Task: Please render the items from the first line up to and including the line with "Target: meadow grass" as a Markdown table with the columns Row and Line, skipping blank lines. Leave the pictures out of the table.

=== Entries provided ===

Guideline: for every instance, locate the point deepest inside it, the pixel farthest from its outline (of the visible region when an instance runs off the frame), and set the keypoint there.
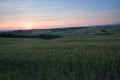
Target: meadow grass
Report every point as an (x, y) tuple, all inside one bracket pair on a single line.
[(68, 58)]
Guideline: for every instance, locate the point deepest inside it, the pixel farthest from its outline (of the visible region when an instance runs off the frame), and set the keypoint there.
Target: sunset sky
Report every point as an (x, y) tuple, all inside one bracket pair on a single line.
[(39, 14)]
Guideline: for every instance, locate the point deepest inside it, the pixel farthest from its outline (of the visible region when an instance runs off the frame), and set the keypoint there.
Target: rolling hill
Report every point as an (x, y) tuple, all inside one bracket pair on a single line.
[(70, 31)]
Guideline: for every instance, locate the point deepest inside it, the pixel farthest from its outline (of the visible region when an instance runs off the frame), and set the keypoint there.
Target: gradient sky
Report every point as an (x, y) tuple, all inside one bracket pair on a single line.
[(38, 14)]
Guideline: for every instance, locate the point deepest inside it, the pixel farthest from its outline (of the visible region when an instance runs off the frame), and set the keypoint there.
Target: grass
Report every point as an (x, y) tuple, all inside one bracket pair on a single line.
[(69, 58)]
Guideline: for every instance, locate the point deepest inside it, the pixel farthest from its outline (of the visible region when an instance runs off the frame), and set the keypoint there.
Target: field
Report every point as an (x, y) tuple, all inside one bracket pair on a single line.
[(94, 57)]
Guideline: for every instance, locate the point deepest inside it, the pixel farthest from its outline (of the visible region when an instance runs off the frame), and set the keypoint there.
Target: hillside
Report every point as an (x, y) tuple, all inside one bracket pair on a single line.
[(71, 31)]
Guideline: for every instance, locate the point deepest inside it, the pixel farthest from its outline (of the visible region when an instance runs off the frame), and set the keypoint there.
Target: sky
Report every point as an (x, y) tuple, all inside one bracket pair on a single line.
[(43, 14)]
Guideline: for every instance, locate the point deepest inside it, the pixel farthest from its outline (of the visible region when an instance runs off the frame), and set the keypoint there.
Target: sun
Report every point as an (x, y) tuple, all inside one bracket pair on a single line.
[(28, 26)]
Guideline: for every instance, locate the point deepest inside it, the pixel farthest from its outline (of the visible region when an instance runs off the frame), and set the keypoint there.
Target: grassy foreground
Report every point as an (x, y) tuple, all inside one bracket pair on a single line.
[(71, 58)]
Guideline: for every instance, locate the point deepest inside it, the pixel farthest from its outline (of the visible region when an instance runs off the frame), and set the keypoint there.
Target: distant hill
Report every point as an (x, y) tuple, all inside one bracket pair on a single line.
[(70, 31)]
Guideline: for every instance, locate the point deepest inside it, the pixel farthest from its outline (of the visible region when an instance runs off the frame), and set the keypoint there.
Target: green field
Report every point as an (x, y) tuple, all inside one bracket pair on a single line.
[(68, 58)]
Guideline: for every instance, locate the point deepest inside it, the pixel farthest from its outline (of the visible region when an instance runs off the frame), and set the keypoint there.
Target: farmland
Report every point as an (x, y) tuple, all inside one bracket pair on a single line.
[(93, 57)]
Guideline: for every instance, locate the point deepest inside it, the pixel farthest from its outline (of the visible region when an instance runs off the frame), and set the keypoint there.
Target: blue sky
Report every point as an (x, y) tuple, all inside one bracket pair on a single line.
[(57, 13)]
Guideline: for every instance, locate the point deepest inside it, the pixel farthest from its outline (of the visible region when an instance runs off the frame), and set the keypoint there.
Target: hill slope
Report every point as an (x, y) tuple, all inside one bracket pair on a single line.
[(71, 31)]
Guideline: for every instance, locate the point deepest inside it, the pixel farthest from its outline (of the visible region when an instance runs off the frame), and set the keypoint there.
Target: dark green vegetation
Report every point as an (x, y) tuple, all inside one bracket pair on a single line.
[(67, 58), (60, 32)]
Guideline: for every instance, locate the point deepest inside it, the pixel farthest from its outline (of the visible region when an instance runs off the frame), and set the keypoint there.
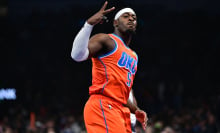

===

Solution to this problem:
| Row | Line |
|---|---|
| 1 | Guideline: for every instance, locate the point deepest inside it, the pixel farthest from its outline (of the visible region when an instance runs off the frame), and set the keypoint there. |
| 2 | Target: meadow grass |